Description of the task: Go through the data below and work out how many lines contain "plastic"; the answer is the number alone.

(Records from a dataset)
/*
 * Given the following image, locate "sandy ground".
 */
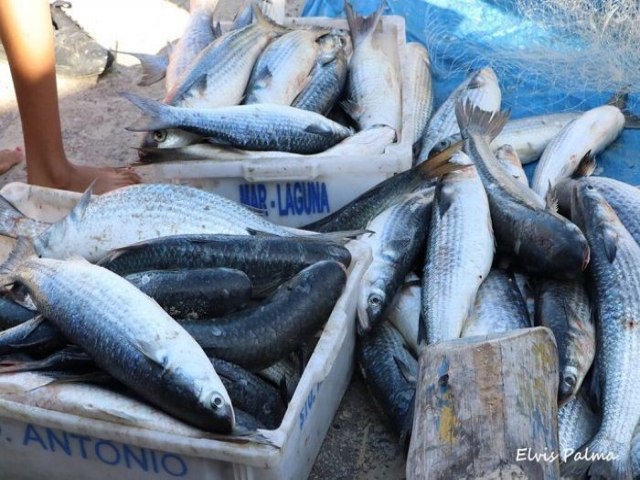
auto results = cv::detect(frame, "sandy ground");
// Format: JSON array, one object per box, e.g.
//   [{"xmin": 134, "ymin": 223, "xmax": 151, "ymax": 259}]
[{"xmin": 0, "ymin": 1, "xmax": 405, "ymax": 478}]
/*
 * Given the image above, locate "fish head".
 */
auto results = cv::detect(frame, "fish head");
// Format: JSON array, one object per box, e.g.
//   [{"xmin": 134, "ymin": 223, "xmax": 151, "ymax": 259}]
[
  {"xmin": 190, "ymin": 379, "xmax": 236, "ymax": 434},
  {"xmin": 558, "ymin": 365, "xmax": 579, "ymax": 405},
  {"xmin": 358, "ymin": 276, "xmax": 387, "ymax": 334},
  {"xmin": 32, "ymin": 220, "xmax": 72, "ymax": 260},
  {"xmin": 138, "ymin": 128, "xmax": 202, "ymax": 149}
]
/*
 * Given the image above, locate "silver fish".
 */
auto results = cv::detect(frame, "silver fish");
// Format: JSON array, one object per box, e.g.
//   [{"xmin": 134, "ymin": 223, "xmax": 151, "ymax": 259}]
[
  {"xmin": 565, "ymin": 180, "xmax": 640, "ymax": 478},
  {"xmin": 0, "ymin": 183, "xmax": 291, "ymax": 262},
  {"xmin": 405, "ymin": 42, "xmax": 433, "ymax": 147},
  {"xmin": 422, "ymin": 152, "xmax": 494, "ymax": 344},
  {"xmin": 343, "ymin": 2, "xmax": 401, "ymax": 132},
  {"xmin": 125, "ymin": 93, "xmax": 353, "ymax": 154},
  {"xmin": 532, "ymin": 105, "xmax": 625, "ymax": 199},
  {"xmin": 318, "ymin": 125, "xmax": 396, "ymax": 157},
  {"xmin": 535, "ymin": 277, "xmax": 594, "ymax": 405},
  {"xmin": 164, "ymin": 6, "xmax": 287, "ymax": 109},
  {"xmin": 357, "ymin": 188, "xmax": 433, "ymax": 334},
  {"xmin": 490, "ymin": 112, "xmax": 579, "ymax": 164},
  {"xmin": 165, "ymin": 0, "xmax": 221, "ymax": 91},
  {"xmin": 455, "ymin": 102, "xmax": 590, "ymax": 279},
  {"xmin": 417, "ymin": 67, "xmax": 501, "ymax": 163},
  {"xmin": 0, "ymin": 250, "xmax": 235, "ymax": 433},
  {"xmin": 461, "ymin": 269, "xmax": 530, "ymax": 338},
  {"xmin": 291, "ymin": 33, "xmax": 349, "ymax": 115},
  {"xmin": 387, "ymin": 274, "xmax": 420, "ymax": 356},
  {"xmin": 495, "ymin": 144, "xmax": 529, "ymax": 187},
  {"xmin": 244, "ymin": 29, "xmax": 328, "ymax": 106}
]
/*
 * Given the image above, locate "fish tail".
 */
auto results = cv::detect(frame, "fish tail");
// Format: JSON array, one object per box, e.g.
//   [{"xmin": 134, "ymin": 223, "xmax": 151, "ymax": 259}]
[
  {"xmin": 121, "ymin": 92, "xmax": 175, "ymax": 132},
  {"xmin": 455, "ymin": 99, "xmax": 510, "ymax": 141},
  {"xmin": 416, "ymin": 140, "xmax": 466, "ymax": 180},
  {"xmin": 562, "ymin": 434, "xmax": 631, "ymax": 479},
  {"xmin": 252, "ymin": 2, "xmax": 287, "ymax": 33},
  {"xmin": 0, "ymin": 195, "xmax": 34, "ymax": 239},
  {"xmin": 119, "ymin": 51, "xmax": 168, "ymax": 87},
  {"xmin": 345, "ymin": 1, "xmax": 384, "ymax": 48}
]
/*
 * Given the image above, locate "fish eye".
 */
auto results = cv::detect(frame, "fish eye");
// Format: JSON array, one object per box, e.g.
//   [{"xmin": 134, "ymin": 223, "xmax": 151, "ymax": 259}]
[
  {"xmin": 153, "ymin": 130, "xmax": 167, "ymax": 143},
  {"xmin": 368, "ymin": 294, "xmax": 383, "ymax": 307},
  {"xmin": 586, "ymin": 185, "xmax": 595, "ymax": 190},
  {"xmin": 211, "ymin": 393, "xmax": 224, "ymax": 409}
]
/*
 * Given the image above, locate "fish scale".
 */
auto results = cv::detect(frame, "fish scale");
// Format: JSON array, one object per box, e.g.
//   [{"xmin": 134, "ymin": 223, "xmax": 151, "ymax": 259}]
[
  {"xmin": 405, "ymin": 42, "xmax": 433, "ymax": 146},
  {"xmin": 31, "ymin": 183, "xmax": 292, "ymax": 262},
  {"xmin": 1, "ymin": 254, "xmax": 234, "ymax": 433},
  {"xmin": 566, "ymin": 182, "xmax": 640, "ymax": 478}
]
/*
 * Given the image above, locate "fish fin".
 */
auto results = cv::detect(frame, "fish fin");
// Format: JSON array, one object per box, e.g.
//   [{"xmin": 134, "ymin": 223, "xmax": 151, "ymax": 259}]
[
  {"xmin": 42, "ymin": 371, "xmax": 112, "ymax": 386},
  {"xmin": 132, "ymin": 337, "xmax": 169, "ymax": 369},
  {"xmin": 623, "ymin": 112, "xmax": 640, "ymax": 129},
  {"xmin": 212, "ymin": 21, "xmax": 223, "ymax": 38},
  {"xmin": 119, "ymin": 51, "xmax": 168, "ymax": 87},
  {"xmin": 304, "ymin": 123, "xmax": 334, "ymax": 136},
  {"xmin": 290, "ymin": 229, "xmax": 367, "ymax": 244},
  {"xmin": 435, "ymin": 180, "xmax": 454, "ymax": 218},
  {"xmin": 0, "ymin": 237, "xmax": 36, "ymax": 283},
  {"xmin": 394, "ymin": 354, "xmax": 418, "ymax": 385},
  {"xmin": 87, "ymin": 405, "xmax": 141, "ymax": 425},
  {"xmin": 251, "ymin": 3, "xmax": 286, "ymax": 32},
  {"xmin": 606, "ymin": 88, "xmax": 628, "ymax": 110},
  {"xmin": 344, "ymin": 0, "xmax": 384, "ymax": 48},
  {"xmin": 240, "ymin": 203, "xmax": 269, "ymax": 217},
  {"xmin": 600, "ymin": 224, "xmax": 619, "ymax": 263},
  {"xmin": 571, "ymin": 151, "xmax": 596, "ymax": 179},
  {"xmin": 277, "ymin": 376, "xmax": 290, "ymax": 404},
  {"xmin": 562, "ymin": 435, "xmax": 632, "ymax": 480},
  {"xmin": 68, "ymin": 181, "xmax": 94, "ymax": 225},
  {"xmin": 339, "ymin": 99, "xmax": 363, "ymax": 121},
  {"xmin": 455, "ymin": 99, "xmax": 510, "ymax": 141},
  {"xmin": 0, "ymin": 195, "xmax": 29, "ymax": 239},
  {"xmin": 121, "ymin": 92, "xmax": 174, "ymax": 132},
  {"xmin": 416, "ymin": 140, "xmax": 465, "ymax": 180},
  {"xmin": 545, "ymin": 184, "xmax": 559, "ymax": 213}
]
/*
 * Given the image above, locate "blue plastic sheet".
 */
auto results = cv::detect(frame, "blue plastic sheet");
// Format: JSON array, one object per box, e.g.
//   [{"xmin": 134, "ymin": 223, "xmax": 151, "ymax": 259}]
[{"xmin": 302, "ymin": 0, "xmax": 640, "ymax": 184}]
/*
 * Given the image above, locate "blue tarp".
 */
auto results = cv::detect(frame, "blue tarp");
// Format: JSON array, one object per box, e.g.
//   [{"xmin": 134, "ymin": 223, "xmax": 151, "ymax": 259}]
[{"xmin": 302, "ymin": 0, "xmax": 640, "ymax": 183}]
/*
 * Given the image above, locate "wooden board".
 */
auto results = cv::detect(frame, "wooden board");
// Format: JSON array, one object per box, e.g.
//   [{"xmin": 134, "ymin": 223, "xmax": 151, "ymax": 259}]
[{"xmin": 407, "ymin": 327, "xmax": 560, "ymax": 479}]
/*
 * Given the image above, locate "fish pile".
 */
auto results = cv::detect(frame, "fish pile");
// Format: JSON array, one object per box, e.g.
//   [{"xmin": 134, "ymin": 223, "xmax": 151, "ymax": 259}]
[
  {"xmin": 0, "ymin": 180, "xmax": 354, "ymax": 436},
  {"xmin": 125, "ymin": 0, "xmax": 406, "ymax": 162},
  {"xmin": 287, "ymin": 9, "xmax": 640, "ymax": 472}
]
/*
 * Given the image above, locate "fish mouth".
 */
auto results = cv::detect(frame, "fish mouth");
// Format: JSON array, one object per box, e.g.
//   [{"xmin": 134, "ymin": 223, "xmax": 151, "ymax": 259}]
[{"xmin": 210, "ymin": 403, "xmax": 235, "ymax": 434}]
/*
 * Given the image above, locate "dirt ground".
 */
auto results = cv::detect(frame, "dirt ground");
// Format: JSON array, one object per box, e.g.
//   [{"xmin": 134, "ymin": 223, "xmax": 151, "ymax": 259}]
[{"xmin": 0, "ymin": 1, "xmax": 405, "ymax": 479}]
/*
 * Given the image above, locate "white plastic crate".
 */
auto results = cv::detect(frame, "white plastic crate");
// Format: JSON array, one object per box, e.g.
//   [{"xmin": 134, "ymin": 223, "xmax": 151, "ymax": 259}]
[
  {"xmin": 136, "ymin": 14, "xmax": 414, "ymax": 228},
  {"xmin": 0, "ymin": 183, "xmax": 372, "ymax": 479}
]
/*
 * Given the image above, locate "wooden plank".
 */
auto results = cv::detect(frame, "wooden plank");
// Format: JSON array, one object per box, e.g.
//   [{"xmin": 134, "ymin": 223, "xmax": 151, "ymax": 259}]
[{"xmin": 407, "ymin": 327, "xmax": 560, "ymax": 479}]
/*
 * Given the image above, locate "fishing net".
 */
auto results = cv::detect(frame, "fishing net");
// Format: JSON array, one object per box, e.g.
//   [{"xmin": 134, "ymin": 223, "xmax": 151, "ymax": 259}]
[{"xmin": 302, "ymin": 0, "xmax": 640, "ymax": 182}]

The completed task: 4